** Opening Data supplied block **
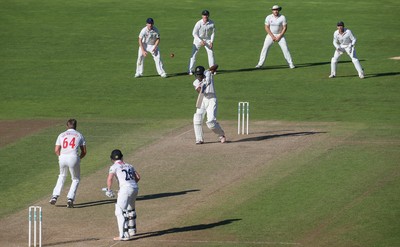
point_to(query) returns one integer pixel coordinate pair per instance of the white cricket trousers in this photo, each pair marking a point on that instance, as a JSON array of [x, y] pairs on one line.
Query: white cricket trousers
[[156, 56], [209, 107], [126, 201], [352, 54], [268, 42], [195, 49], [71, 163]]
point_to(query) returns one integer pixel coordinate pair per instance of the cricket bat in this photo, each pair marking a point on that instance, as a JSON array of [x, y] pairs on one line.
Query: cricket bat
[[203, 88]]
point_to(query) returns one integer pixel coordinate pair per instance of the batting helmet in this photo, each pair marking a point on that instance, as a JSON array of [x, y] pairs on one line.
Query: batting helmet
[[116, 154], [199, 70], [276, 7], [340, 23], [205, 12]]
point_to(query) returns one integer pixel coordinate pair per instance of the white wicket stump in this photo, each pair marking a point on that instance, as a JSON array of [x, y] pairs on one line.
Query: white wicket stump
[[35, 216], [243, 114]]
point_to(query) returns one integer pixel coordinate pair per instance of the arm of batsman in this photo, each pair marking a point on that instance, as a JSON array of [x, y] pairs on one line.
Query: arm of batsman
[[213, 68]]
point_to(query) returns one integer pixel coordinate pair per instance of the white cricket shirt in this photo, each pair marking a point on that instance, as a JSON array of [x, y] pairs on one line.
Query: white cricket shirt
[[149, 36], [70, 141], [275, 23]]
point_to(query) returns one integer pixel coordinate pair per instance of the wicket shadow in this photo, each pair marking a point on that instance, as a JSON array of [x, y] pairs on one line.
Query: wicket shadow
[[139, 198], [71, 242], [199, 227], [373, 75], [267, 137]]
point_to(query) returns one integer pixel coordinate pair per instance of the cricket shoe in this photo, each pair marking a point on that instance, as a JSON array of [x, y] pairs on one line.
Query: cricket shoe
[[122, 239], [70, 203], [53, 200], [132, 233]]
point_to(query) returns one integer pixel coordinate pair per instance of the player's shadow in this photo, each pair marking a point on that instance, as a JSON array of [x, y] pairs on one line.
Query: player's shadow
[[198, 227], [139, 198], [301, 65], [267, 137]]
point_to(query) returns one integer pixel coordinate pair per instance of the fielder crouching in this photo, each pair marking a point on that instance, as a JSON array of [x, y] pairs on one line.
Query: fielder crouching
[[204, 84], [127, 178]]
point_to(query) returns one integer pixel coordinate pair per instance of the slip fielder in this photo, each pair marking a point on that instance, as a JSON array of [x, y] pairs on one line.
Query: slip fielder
** Closing Data supplied block **
** Opening Data supplied block **
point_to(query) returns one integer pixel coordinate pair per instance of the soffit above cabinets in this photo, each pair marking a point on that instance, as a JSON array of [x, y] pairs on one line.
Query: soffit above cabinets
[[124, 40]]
** Closing Data supplied block **
Determine how many lines in the records include the string "slip". Only that number should be given.

2